TRY IT: The expected output is every line of the data exactly as shown, minus the images.

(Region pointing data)
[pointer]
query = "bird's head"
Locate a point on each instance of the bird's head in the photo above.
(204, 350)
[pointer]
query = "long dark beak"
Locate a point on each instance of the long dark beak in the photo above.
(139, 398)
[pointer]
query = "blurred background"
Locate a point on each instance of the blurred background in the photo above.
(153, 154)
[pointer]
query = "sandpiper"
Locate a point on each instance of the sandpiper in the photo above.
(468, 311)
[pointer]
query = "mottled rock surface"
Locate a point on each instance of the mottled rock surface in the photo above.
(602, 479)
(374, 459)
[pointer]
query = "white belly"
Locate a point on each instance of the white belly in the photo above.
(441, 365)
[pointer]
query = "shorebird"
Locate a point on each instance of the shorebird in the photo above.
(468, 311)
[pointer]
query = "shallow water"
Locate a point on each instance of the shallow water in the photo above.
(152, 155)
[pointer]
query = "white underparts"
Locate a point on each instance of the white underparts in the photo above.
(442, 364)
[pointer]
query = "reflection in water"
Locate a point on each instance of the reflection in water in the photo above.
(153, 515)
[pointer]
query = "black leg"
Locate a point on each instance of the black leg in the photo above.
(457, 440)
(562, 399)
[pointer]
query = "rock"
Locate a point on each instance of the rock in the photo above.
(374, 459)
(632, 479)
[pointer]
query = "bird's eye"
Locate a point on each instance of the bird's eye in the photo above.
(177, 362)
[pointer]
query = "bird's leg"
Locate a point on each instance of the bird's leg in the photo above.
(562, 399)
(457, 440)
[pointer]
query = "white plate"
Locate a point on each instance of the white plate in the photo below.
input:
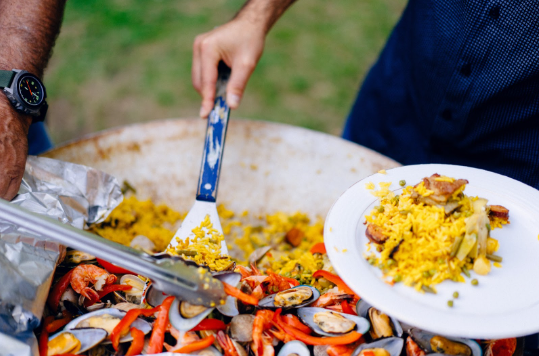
(506, 301)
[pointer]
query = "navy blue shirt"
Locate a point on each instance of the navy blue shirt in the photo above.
(458, 83)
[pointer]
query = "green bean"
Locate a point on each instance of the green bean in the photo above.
(428, 289)
(495, 258)
(465, 271)
(456, 245)
(187, 253)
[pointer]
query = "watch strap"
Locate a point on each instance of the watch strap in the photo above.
(6, 77)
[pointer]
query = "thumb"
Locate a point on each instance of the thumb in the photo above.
(237, 83)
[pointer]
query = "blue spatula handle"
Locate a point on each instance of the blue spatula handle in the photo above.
(215, 140)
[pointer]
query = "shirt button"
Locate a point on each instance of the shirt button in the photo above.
(466, 70)
(446, 115)
(494, 12)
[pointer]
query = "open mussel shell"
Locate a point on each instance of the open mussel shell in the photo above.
(363, 308)
(99, 319)
(88, 338)
(307, 316)
(269, 301)
(424, 340)
(294, 348)
(230, 308)
(184, 316)
(393, 345)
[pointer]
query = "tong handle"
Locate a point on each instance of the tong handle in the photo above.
(215, 140)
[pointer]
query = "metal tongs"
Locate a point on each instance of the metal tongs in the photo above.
(170, 276)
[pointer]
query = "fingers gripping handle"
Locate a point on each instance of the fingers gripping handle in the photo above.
(215, 140)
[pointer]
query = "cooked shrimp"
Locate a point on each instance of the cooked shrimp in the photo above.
(83, 275)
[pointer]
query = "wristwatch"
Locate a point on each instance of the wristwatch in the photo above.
(25, 92)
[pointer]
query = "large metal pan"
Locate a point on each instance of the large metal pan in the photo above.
(267, 167)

COMPLETED TASK:
[pointer]
query = "bird's head"
Locate a point on each instance of the bird's head in the photo above.
(204, 350)
[pointer]
query = "long dark beak"
Locate a point on each instance of the long dark beak in the photo above.
(139, 398)
[pointer]
query = "blurred background"
Locate a point on each instance of the blurred background in the photo above.
(153, 154)
[pointer]
query = "sandpiper"
Locate a point on each instance of the sandpiper in the photo above.
(468, 311)
[pointer]
query = "mottled rock surface"
Locate a point on each instance of the mottled rock surface in the photo above.
(602, 479)
(374, 459)
[pointer]
query = "white belly"
Locate a point on each instance of the white belly in the photo above.
(441, 365)
[pointer]
query = "shorebird"
Locate a point on each instance of the shorebird in the photo above.
(468, 311)
[pointer]
query = "shallow water"
Locate a point on each instance of the shallow water in the photo above.
(152, 155)
[pointer]
query = "white underparts"
Locate a point on each instance of the white underparts in the photo above.
(442, 364)
[pointer]
query = "reflection in water"
Locate a point on each instance of the reflection in water in the photo above.
(153, 515)
[pointer]
query = "black leg"
Locate a point on each instance of the black leg in the photo above.
(457, 440)
(562, 399)
[pointer]
query = "rock"
Locate a point on each instance of the rock in the photo above.
(374, 459)
(632, 479)
[pointer]
query = "bird's eye"
Locate a point on each instance of the bird's eye in the photo above.
(177, 362)
[pointer]
query = "bird's leg"
Locate a point on each instance of the bird's leg in the photo above.
(562, 399)
(457, 440)
[pointer]
query = "white plate"
Locate a point on each instance of the white plate in the photo below.
input:
(506, 301)
[pointer]
query = "navy blue shirt"
Locate a point on each instance of the navy blue shirt in the photo above.
(458, 83)
[pointer]
query = "green bean"
Locate a point on each instance of the green bean in the photo above.
(428, 289)
(495, 258)
(465, 271)
(456, 245)
(187, 253)
[pointer]
query = "watch strap"
Locate a point on each instance of the watch strap in the photo above.
(6, 77)
[pointer]
query = "thumb"
Locate a point on each instance of the thumb in the photo above.
(237, 83)
[pointer]
query = "blue spatula handle"
Locate a point on each instance of the blue spatula handle in the photo above.
(215, 140)
[pointer]
query = "shirt button"
Locate a point on each instance of the shirt button in the photo above.
(466, 70)
(446, 115)
(494, 12)
[pointer]
query = "open mussel shell"
Locate a point on each instance of the open mussel shell in the photo above.
(363, 308)
(99, 319)
(88, 338)
(307, 316)
(269, 301)
(424, 340)
(294, 348)
(230, 308)
(184, 316)
(393, 345)
[pointer]
query = "tong handle"
Locate a point on each instance of the tong handle in the photo above.
(215, 140)
[pointer]
query = "metal tongs"
Locate a point on each instance of the metal tongs in the photo above.
(170, 276)
[pointer]
query = "fingers gripping handle"
Locate a point on each instance of the fingers gripping handle in the photo above.
(215, 140)
[pointer]
query = "cooked shrimp"
Locate a point on each instance of the cooked shrimp in the photo above.
(83, 275)
[pointer]
query = "wristwatch"
Locate a point on each instance of the wristwatch in the photo above.
(25, 92)
[pointer]
query = "large metal pan"
Locate a point on each instance of the large metal pan in the photo above.
(267, 167)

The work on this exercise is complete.